Travail demandé:
1) Sur combien de nuits l'œuvre s'étale-t-elle d'après le passage sur la Salle 6 ?
2) Relevez dans le passage sur la Salle 6 le nom de chacun des patients internés dans cette salle.
3) Reprenez le passage sur la Salle 6 à la suite de sa dernière phrase et poursuivez-le.

Extrait du texte:
******
L’œuvre s’étale sur 63 nuits évoluant à reculons. « Ici le temps se compte en nuits. Ici le temps se compte à reculons », écrit  Zaki de son vrai nom Nagasaki, le héro du livre. C’est d’ailleurs son cahier journal qui constitue l’œuvre. Il y revisite sa vie ainsi que celle de ses amis affectés par le même mal et internés dans la même cellule dans un centre où la mort passait à son heure emporter l’un ou l’autre des patients. Cinq patients étaient internés dans la Salle 6 : Zaki, Coffi, Policier, Lébra et Pasteur, troupeau de chairs envahies par les virus et que l’attente de la mort faisait languir et transir d’inquiétude. Cinq boules de chairs, « cadavres ou futurs cadavres », attendant l’arrivée de Soudé, le guérisseur faiseur de miracles. Cinq amas de chair où la douleur a tari le goût de la vie et l’invasion des virus oblitéré tout espoir de guérison. Cinq consciences qui ont trouvé dans l’autodérision une arme pour lutter jusqu’au bout. Chacun d’eux raconte sa vie, son passé, ce qui l’a conduit dans cette Salle 6. Zaki, au milieu d’eux, fait office de secrétaire. Il arrache à l’oubli, du bout de son stylo que manient des doigts endoloris et secs, des franges de vie précieuses.
******
Entrées enregistrées:
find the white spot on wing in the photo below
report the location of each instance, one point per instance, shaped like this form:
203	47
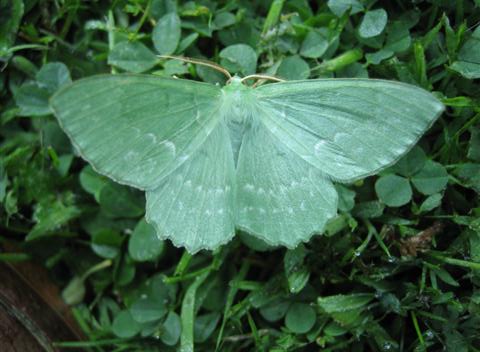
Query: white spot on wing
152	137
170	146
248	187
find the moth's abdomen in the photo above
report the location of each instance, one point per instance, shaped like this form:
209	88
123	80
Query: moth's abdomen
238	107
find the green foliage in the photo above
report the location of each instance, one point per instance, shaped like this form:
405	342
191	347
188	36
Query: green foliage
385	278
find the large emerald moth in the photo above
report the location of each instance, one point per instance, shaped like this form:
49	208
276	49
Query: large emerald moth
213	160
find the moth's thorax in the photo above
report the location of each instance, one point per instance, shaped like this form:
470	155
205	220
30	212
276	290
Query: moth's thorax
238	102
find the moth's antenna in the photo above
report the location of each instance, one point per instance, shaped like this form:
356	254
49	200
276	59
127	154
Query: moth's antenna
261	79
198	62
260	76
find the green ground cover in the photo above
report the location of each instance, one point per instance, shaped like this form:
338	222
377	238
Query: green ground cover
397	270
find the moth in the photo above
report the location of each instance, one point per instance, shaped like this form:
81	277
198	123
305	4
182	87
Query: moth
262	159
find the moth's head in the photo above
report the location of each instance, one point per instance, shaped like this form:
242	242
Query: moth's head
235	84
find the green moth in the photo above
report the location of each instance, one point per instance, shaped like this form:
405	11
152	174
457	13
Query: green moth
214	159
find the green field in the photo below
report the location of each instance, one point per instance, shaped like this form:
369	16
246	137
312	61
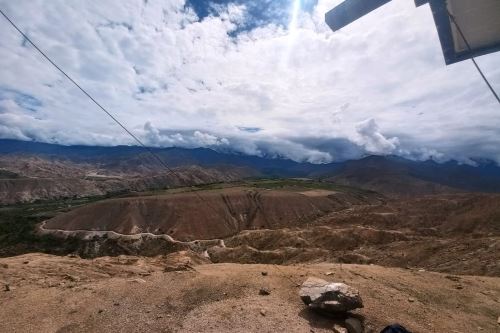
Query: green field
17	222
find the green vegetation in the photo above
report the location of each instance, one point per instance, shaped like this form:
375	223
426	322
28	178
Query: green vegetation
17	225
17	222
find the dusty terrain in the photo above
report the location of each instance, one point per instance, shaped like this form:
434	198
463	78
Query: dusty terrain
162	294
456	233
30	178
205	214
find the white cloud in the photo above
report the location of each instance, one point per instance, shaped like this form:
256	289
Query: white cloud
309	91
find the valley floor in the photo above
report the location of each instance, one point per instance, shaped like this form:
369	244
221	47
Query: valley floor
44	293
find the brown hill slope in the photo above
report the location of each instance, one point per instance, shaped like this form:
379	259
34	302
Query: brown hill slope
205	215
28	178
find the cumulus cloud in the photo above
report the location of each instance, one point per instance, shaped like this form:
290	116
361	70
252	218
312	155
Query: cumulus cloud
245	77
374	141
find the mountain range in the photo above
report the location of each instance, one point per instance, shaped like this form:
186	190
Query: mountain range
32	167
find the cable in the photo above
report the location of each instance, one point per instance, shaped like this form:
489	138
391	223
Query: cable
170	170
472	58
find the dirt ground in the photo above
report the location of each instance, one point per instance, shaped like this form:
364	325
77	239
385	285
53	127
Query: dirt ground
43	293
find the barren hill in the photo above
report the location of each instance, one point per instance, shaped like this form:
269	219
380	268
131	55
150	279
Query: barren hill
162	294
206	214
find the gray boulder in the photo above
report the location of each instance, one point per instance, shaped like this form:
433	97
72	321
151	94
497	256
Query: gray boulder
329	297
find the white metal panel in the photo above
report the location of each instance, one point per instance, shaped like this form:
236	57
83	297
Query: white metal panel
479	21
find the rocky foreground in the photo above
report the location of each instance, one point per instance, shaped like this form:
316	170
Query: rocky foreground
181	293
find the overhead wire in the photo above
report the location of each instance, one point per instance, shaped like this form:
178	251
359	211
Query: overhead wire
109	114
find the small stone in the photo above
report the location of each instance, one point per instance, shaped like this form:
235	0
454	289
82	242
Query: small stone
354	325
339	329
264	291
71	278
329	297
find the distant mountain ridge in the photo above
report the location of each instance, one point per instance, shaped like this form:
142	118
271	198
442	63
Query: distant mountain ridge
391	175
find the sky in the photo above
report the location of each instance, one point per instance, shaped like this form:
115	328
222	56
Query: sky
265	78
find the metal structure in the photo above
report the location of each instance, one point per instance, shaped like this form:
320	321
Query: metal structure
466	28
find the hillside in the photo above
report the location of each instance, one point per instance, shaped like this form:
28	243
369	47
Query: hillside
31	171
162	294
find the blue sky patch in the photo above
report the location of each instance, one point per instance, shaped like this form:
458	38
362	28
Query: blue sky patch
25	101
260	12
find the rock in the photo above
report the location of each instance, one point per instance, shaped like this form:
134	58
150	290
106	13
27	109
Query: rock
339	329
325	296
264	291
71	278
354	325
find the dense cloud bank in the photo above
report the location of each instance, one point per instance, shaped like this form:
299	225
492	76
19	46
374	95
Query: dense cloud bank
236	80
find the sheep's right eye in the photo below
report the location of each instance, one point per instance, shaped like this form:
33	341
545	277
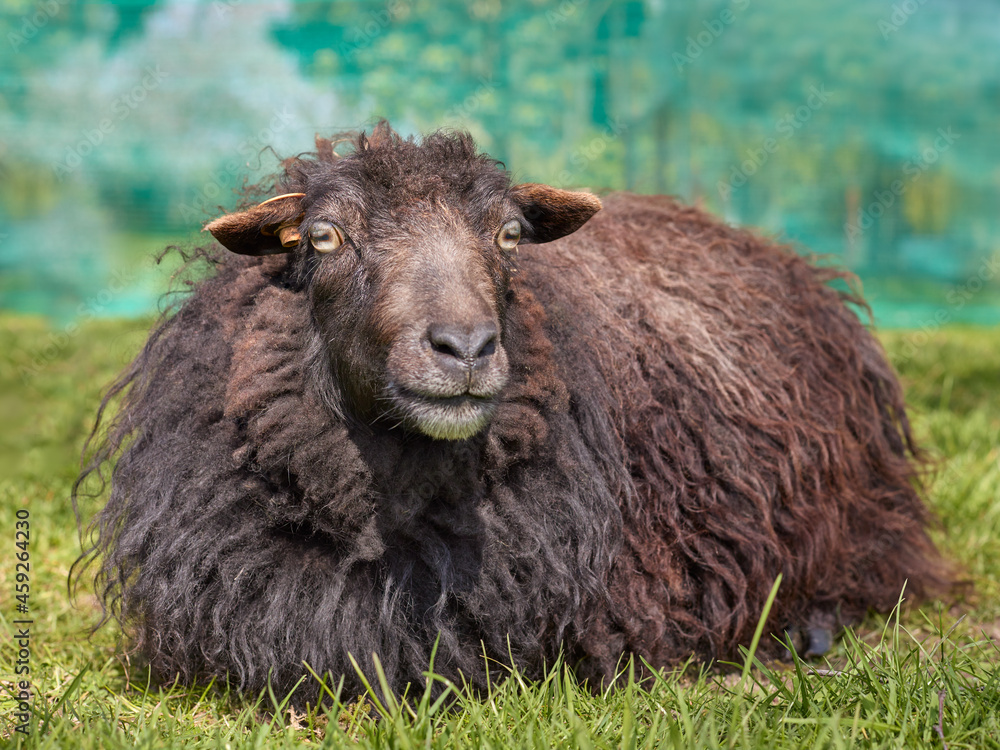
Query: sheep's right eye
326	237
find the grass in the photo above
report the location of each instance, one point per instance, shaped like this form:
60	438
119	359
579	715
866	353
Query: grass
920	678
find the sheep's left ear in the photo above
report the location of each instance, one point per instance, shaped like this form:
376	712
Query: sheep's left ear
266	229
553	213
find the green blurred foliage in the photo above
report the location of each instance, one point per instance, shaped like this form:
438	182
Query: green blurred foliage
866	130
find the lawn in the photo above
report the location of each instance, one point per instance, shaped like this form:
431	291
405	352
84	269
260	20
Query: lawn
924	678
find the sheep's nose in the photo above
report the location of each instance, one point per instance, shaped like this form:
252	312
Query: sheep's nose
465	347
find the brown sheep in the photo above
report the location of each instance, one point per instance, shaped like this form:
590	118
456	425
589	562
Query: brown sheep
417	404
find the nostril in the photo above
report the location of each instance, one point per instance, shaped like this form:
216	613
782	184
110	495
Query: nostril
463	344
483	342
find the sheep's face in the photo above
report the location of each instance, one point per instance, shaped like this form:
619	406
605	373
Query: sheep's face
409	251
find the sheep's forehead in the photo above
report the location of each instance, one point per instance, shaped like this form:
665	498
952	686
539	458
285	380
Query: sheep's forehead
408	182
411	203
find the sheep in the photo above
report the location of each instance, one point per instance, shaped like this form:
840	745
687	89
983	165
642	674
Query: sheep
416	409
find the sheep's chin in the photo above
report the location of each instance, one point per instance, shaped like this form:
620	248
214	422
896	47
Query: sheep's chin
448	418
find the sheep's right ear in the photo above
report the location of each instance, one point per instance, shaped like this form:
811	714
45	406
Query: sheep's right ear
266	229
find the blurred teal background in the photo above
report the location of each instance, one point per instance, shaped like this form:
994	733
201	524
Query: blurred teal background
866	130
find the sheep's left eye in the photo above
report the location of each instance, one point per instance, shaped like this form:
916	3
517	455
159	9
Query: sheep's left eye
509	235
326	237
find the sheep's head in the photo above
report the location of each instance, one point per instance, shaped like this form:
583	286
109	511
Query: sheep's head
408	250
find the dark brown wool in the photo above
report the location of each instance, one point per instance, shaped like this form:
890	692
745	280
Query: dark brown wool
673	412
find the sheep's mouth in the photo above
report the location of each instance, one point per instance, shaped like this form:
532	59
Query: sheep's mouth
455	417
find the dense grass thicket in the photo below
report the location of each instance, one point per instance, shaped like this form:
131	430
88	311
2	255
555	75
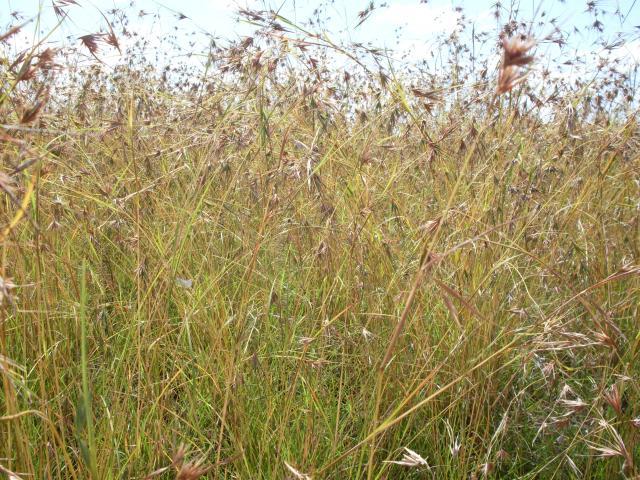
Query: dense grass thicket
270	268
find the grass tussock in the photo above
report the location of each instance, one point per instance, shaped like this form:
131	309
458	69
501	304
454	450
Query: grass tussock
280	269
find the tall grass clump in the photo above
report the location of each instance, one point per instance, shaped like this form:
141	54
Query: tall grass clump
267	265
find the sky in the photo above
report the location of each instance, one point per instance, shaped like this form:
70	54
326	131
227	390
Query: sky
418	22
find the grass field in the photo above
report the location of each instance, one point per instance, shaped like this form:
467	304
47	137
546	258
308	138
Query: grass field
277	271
******
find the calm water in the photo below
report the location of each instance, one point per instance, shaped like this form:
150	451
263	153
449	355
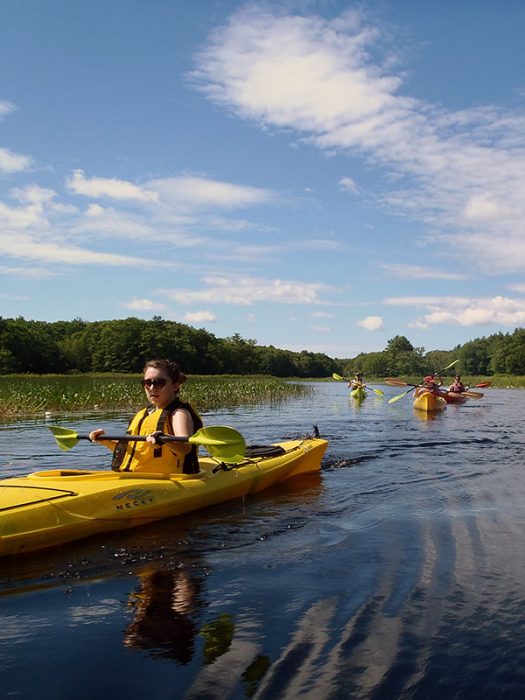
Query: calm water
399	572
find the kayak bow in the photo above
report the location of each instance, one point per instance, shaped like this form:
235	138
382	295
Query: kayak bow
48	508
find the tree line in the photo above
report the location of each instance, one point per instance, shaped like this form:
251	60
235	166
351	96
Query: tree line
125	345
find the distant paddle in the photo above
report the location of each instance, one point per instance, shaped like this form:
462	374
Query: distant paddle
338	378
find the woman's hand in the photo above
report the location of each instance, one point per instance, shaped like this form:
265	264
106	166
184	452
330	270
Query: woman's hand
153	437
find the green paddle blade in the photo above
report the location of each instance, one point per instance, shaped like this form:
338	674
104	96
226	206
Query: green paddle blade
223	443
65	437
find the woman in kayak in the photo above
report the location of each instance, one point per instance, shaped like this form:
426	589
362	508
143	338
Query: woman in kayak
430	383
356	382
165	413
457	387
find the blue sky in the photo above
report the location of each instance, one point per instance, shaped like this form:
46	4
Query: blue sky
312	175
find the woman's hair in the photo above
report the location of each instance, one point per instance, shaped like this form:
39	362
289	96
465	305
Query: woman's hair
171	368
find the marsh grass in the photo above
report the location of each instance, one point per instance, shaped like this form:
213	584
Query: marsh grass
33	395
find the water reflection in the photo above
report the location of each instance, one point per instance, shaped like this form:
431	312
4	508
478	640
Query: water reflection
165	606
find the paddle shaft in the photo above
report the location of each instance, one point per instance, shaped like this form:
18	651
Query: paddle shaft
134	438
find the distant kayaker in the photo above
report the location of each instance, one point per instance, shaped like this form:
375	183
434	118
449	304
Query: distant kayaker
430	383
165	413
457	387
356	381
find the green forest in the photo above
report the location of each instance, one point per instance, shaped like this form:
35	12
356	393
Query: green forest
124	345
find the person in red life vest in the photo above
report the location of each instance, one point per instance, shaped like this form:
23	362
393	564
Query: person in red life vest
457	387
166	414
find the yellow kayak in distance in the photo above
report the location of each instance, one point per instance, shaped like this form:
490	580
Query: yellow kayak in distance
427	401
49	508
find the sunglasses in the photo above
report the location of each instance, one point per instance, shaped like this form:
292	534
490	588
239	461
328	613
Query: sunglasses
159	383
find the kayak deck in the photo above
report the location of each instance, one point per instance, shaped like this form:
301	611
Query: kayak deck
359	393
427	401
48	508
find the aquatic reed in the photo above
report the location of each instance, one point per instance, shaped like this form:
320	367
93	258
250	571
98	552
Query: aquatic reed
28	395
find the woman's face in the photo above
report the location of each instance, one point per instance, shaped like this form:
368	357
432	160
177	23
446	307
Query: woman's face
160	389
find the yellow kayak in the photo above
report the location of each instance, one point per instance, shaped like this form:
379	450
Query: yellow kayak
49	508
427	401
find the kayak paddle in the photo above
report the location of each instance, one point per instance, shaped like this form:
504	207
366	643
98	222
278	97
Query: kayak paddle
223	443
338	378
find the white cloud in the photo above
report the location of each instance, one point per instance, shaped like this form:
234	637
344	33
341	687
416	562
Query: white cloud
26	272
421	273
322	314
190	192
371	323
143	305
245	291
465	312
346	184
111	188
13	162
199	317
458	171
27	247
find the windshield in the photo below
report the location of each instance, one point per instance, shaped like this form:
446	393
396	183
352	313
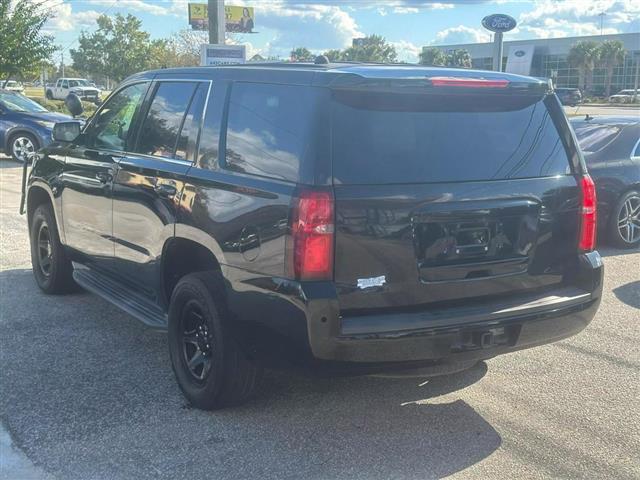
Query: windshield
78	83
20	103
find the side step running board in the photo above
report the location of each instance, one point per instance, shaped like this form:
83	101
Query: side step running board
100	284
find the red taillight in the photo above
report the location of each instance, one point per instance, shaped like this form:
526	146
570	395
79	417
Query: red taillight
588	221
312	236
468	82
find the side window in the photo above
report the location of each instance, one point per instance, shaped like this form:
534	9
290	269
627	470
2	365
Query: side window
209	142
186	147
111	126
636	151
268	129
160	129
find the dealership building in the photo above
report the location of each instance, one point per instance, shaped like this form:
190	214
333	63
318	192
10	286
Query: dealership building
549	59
******
Réponses détaillées:
1) Elle s'étale sur 63 nuits qui évoluent à reculons.

2) Zaki, Coffi, Policier, Lébra et Pasteur.

3)
La vie est précieuse, l’amour aussi. Zaki en fait l’expérience avec Fao qu’il retrouve en Zoubé, la soignante. Habib dresse sur l’abîme de la déchéance corporelle occasionnée par le virus, le pont de l’amour qui seul fait communier à l’éternité. L’amour ne meurt pas. Et ne pas donner à l’amour sa vraie place, cela peut laisser un arrière-goût amer. Si Pasteur avait su que la vie éternelle n’allait pas sans le prix juste à donner à l’amour, il aurait considéré autrement ses « Sœurs en Christ,  Policier, le grand de la frontière de Hillacondji, n’aurait jamais caché à sa femme son cahier de 32 pages où étaient inscrites « 364 » filles qu’il a contaminées. Peut-être que sa vie eût été différente si Lébra, sur les chantiers de construction, avait été plus prudent. Coffi, l’ancien instituteur et directeur d’école, trempé dans la Révolution, pour se venger de Leyla qui l’a quitté, ne se serait pas découvert la vocation de coucher avec les femmes d’autrui. Mais le cas de Zaki était particulier. Il a connu une vie d’errance : de la famille à la prison (c’était la Révolution) en passant par le Koweït où il perd Fao, sa rencontre avec Tom dont il s’entiche : elle finit détenue, torturée et violée par une bande sanguinaire de douze militaires. Elle meurt suite à de « graves lésions » Plus tard, Zaki tombe malade : accès de fièvre aiguë. Résultat, il est admis dans la Salle 6.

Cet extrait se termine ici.